### PROBLEM TO SOLVE
Output every entry exactly as written, but omit the pictures.

### LISTED RECORDS
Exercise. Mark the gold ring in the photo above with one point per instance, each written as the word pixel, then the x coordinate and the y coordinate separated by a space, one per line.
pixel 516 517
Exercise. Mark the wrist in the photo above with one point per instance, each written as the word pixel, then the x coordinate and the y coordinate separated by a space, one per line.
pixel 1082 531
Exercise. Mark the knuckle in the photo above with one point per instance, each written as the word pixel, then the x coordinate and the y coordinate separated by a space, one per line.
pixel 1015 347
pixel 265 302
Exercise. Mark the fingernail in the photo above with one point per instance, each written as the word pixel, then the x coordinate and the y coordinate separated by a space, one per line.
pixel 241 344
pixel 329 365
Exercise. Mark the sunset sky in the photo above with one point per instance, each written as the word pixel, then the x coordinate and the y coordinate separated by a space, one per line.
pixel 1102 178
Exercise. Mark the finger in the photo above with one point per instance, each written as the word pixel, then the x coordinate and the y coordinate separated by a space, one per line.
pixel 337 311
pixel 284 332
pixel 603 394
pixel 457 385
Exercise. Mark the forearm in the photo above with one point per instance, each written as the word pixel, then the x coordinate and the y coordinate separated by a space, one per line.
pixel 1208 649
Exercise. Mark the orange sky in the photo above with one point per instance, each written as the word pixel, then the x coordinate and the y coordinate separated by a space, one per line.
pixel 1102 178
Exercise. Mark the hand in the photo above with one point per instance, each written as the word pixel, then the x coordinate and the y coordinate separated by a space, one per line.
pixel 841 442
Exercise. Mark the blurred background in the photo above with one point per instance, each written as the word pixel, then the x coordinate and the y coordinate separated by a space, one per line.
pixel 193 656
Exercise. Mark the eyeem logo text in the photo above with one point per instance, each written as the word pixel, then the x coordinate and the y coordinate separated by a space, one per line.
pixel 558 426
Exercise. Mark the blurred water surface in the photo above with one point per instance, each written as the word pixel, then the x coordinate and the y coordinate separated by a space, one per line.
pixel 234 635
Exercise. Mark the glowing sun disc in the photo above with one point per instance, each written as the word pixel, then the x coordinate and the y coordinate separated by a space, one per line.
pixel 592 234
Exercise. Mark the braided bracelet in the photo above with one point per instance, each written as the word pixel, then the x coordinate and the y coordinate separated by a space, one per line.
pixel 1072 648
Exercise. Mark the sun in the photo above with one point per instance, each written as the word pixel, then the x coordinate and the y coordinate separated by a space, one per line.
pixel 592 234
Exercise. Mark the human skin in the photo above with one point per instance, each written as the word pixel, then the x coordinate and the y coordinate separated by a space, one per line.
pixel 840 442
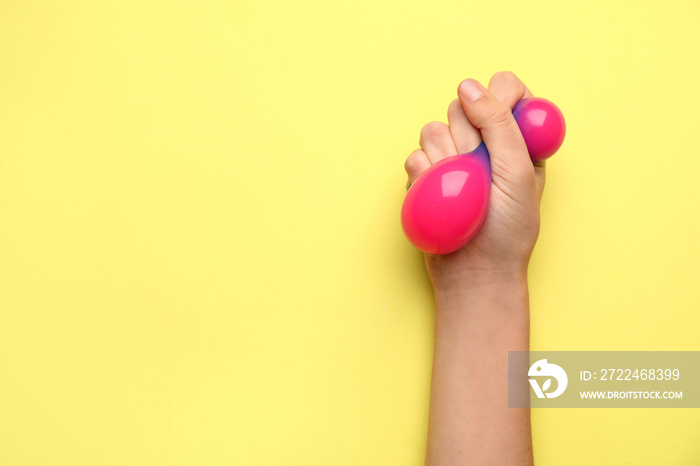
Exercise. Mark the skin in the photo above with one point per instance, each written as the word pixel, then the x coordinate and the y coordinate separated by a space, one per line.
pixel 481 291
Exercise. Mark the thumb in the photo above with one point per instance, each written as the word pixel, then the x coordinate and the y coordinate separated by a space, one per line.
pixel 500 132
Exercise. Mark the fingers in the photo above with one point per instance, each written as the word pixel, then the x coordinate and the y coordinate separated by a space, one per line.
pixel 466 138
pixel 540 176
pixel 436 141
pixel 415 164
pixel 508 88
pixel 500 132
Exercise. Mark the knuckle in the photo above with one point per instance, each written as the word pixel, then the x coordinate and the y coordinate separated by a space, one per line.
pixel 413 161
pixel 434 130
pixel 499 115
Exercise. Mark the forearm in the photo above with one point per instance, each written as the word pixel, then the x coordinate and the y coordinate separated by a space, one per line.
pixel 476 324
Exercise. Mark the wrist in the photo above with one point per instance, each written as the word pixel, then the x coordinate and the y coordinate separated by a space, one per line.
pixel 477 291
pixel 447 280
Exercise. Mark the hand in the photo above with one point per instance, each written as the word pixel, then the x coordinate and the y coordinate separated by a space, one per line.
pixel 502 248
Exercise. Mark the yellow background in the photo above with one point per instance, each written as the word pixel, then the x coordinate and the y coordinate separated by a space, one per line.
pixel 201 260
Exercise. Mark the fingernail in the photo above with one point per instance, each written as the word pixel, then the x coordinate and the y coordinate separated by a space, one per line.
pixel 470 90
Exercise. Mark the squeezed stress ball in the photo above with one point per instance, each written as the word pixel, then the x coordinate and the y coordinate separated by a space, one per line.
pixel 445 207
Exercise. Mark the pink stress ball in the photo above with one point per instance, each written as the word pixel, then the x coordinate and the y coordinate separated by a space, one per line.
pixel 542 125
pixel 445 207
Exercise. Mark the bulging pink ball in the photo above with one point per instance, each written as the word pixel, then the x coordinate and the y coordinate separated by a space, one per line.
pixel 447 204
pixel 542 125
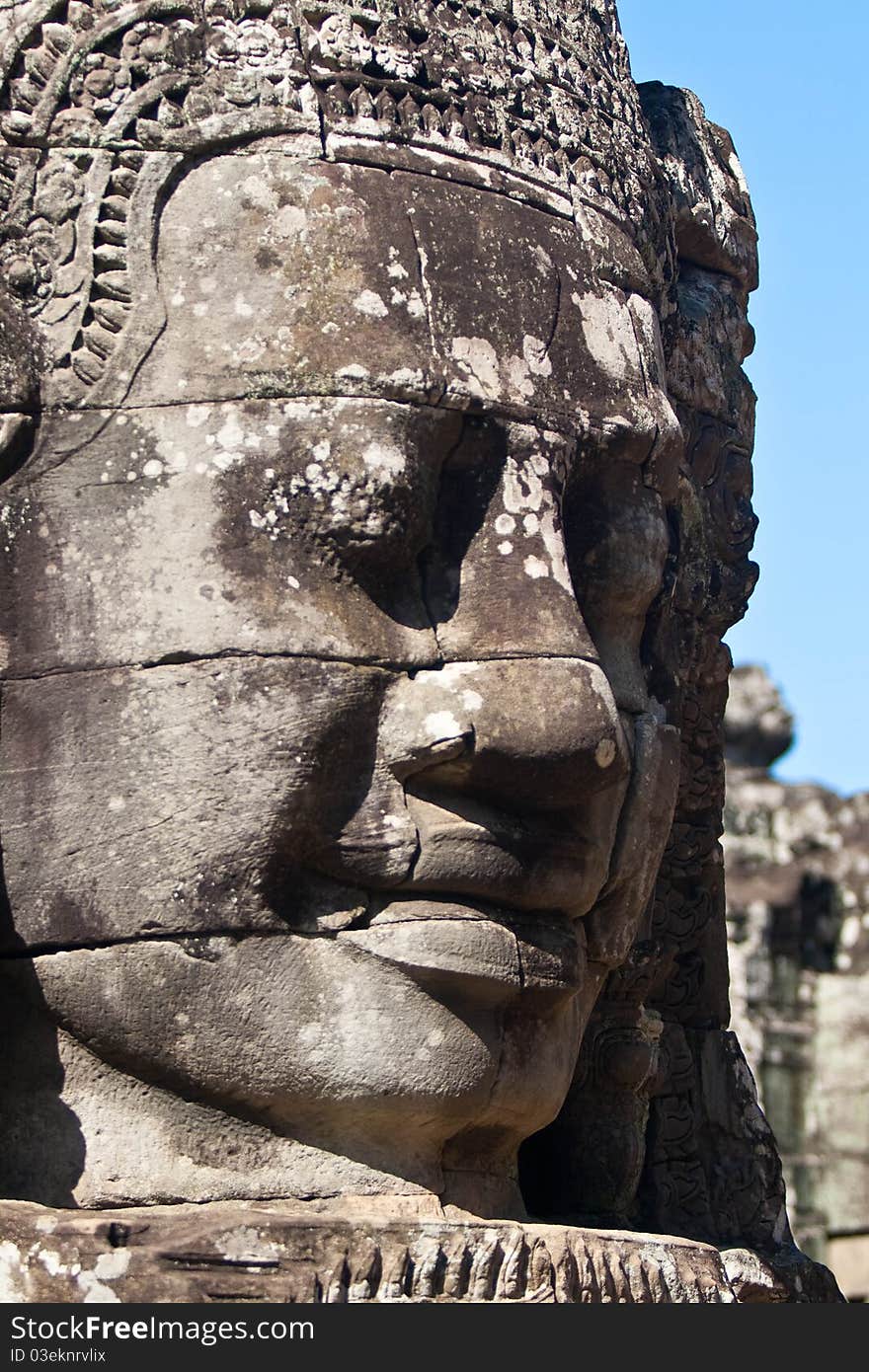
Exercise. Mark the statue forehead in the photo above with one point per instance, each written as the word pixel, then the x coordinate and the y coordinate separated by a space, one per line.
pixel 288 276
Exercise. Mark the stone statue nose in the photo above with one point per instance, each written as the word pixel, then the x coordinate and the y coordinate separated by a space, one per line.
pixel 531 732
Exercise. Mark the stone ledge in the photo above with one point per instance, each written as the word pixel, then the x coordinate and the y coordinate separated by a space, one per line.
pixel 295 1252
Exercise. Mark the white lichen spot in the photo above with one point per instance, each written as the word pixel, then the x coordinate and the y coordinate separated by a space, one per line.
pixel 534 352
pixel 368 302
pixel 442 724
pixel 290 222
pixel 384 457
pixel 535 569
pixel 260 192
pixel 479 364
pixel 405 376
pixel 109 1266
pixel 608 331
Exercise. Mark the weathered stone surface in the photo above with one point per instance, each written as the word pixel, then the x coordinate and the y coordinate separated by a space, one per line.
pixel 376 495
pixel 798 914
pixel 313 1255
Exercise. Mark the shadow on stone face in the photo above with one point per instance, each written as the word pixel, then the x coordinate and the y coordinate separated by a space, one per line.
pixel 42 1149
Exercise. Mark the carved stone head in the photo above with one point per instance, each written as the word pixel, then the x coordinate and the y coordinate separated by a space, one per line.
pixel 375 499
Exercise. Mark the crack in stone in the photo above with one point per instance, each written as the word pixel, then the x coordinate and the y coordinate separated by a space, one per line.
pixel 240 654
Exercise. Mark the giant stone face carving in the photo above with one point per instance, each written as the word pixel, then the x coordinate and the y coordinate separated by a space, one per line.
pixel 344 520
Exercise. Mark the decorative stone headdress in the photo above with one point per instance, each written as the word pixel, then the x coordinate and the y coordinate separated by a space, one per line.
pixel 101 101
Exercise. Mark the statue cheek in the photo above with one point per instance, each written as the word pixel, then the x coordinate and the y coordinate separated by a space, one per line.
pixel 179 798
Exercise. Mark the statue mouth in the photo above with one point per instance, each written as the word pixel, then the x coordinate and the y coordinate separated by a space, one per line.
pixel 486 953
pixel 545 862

### ANSWER TO THIS PROBLEM
Exercise. Mark the gold ring in the photo above with one point per instance, each written as the word pixel, then the x coordinate and the y coordinate separated by a space, one per line.
pixel 516 517
Exercise. Mark the wrist in the photo above with one point per instance, each written as the word pixel, then the x coordinate and the y coordinate separated by a space, one per line.
pixel 1082 531
Exercise. Mark the knuckle in the photo above with one point per instance, each written as the word pixel, then the x coordinate and the y coordinate separated by a space, one per line.
pixel 1015 347
pixel 265 302
Exercise. Mark the fingernail in the photo above with one point per instance, each written as the word pixel, then the x coordinate and the y coordinate separated by a space, one per line.
pixel 241 344
pixel 329 365
Exercise. Mark the sunset sky in the photo above with one point per instance, each written as the word pixel, then the x coordinate and the y coordinate separated by a space, one per line.
pixel 1102 178
Exercise. Mark the finger in the photo above with one point per instance, each written as the word pixel, then the x coordinate and the y coordinate separated by a space, one per line.
pixel 337 311
pixel 284 332
pixel 603 394
pixel 457 385
Exercise. Mark the forearm in the photo above with one point per instance, each written as the word pixel, then the x coordinate and the y coordinate separated by a space, one per line.
pixel 1208 649
Exercise. Mark the orange sky in the photo above with one point per instance, each written as the word pixel, then the x coordinate and the y coordinate separated by a space, one per line.
pixel 1102 178
Exercise. Mark the hand in the photo above with one point per instance, each written as the word pixel, then the x coordinate and the y coordinate separated by a space, one per line.
pixel 841 442
Exercise. Mark the blurred background in the photo above with one point per instance, each written as the word pixel, then the x coordinate and the y coordinate separated by a space, one per line.
pixel 193 656
Exercise. Mark the eyeem logo text in the photo above with one point per instance, each written as the word pixel, then the x coordinate and the y coordinate separated by a space, one per line.
pixel 558 426
Exercise. Mark the blurred water surface in the photo above with one point per instance, each written as the word pixel, then the x coordinate and the y coordinate separated by a space, one per line.
pixel 234 635
Exercise. Mark the glowing sun disc in the photo above with one point per instance, each written as the word pixel, then the x coordinate and the y coordinate separated by a space, one per line.
pixel 592 234
Exercise. Mark the braided bracelet in the photo above with one point per instance, each written as the word pixel, then the x coordinate and the y coordinate separated by a space, one per line.
pixel 1072 648
Exercise. Mark the sun in the photo above with one point per instance, each written as the word pixel, then the x coordinate and the y coordinate separated by a space, one per line.
pixel 592 234
Exercise. Mark the human skin in the photo above with one point per instance, each written as the word pixel, then the x coordinate and the y coordinate separated by a space, one per line.
pixel 840 442
Exercise. Mark the skin in the photo above with one point per instance, each written as the word pixel, then the x coordinate and the y coordinate separated by a space, one per line.
pixel 481 291
Exercise. Mark the thumb in the photo above with one point per instance, each written as the word pixel, then the x coordinate and the y coordinate separated by a space, one per line.
pixel 500 132
Exercise. Mark the fingers in the photo above with one point per instance, each written as the word pixel, then the x coordinate and the y coordinate separated by a space, one per line.
pixel 466 138
pixel 540 176
pixel 436 141
pixel 415 164
pixel 508 88
pixel 500 132
Exercise. Mark the knuckle in the photo above with one point per instance, each written as the word pixel, then the x coordinate and the y coordinate separated by a space, one per line.
pixel 413 161
pixel 434 130
pixel 499 115
Exercise. Mark the forearm in the photo above with one point per instance, each written as the word pixel, then the x coordinate and the y coordinate separated by a space, one per line.
pixel 476 324
Exercise. Mark the wrist in the photo above with one point per instance, each written as the word pixel, then the x coordinate and the y coordinate separated by a space, one per line.
pixel 477 291
pixel 447 280
Exercise. Mark the hand in the photo above with one point per instance, each written as the word pixel, then the x coordinate and the y coordinate separated by a space, one per line.
pixel 502 248
Exercise. Mark the yellow background in the photo above with one point per instance, each written as the word pixel, then the x coordinate and the y coordinate separated by a space, one per line.
pixel 201 260
Exercise. Mark the fingernail in the photo above with one point per instance, each written as the word pixel, then the x coordinate and the y coordinate separated by a space, one per line.
pixel 470 90
Exercise. Mark the squeezed stress ball in the photo above with one point per instance, each written as the word pixel, then the x coordinate and the y coordinate separated by a space, one per line.
pixel 445 207
Exercise. Mark the pink stress ball in the photo above with one point per instance, each written as the word pixel, then the x coordinate and the y coordinate separated by a space, one per line.
pixel 542 125
pixel 445 207
Exercise. Mark the bulging pink ball in the photo above with one point per instance, each written as the word pixel, then the x coordinate and the y coordinate separated by a space, one per line.
pixel 447 204
pixel 542 125
Exercise. Mark the statue forehead in the photo above with one point per instance, each written as the word pixel, then the x coordinate and the y coordinate separated by a space, one per line.
pixel 288 276
Exercise. Mark the stone statue nose in the photo above with one point per instance, each written as the word pixel, then the x coordinate and the y coordinate separated by a space, one per line.
pixel 531 732
Exercise. Mark the stone ledge in the photo above with one point per instance, each written as the word pixel, then the x coordinate and the y coordinate separated by a space, one per line.
pixel 295 1252
Exercise. Mark the white lichen spot in the photo above with one point per instance, each written as the word pixel, then the x coordinate and the y coordinate separated by a space, one per line.
pixel 534 352
pixel 368 302
pixel 442 724
pixel 290 222
pixel 384 457
pixel 535 569
pixel 260 192
pixel 479 364
pixel 405 376
pixel 109 1266
pixel 608 331
Exercise. Mark the weathered stone surface in the photo above with one point per instance, each written as the word pixel, then the x coordinate and the y coordinate separated by a space, one per line.
pixel 376 495
pixel 798 914
pixel 313 1255
Exercise. Mark the shadow on stone face in the photo above with one point per instance, each written as the word pixel, then the x coordinate and the y coordinate separated by a space, one per line.
pixel 42 1149
Exercise. Mark the carved stone head in the photo above with one point per instance, each written as the word pixel, then the x coordinate and the y coordinate separated by a space, one per line.
pixel 375 499
Exercise. Mark the crack in stone in the photo above with one point per instance, each written as the word pixel, then the x coordinate and the y coordinate separated by a space, one per line.
pixel 240 654
Exercise. Mark the giant stone face carving in the photo above with one point per instance, each written as the word pixel, then the x coordinate and the y coordinate separated by a space, one per line.
pixel 344 520
Exercise. Mark the decorative stone headdress in the photo above with one point per instance, each written as the word pixel, then the x coordinate and the y coordinate separated by a space, one per line.
pixel 101 101
Exercise. Mark the statue cheek in the photo above with one point per instance, each written as the word pixel, then the x coordinate and the y coordinate separated by a space, one per line.
pixel 179 798
Exercise. Mark the statue mouth in the photo above with one point per instance, each written as the word pixel, then the x coordinate and the y coordinate separated by a space, one per line.
pixel 486 953
pixel 545 862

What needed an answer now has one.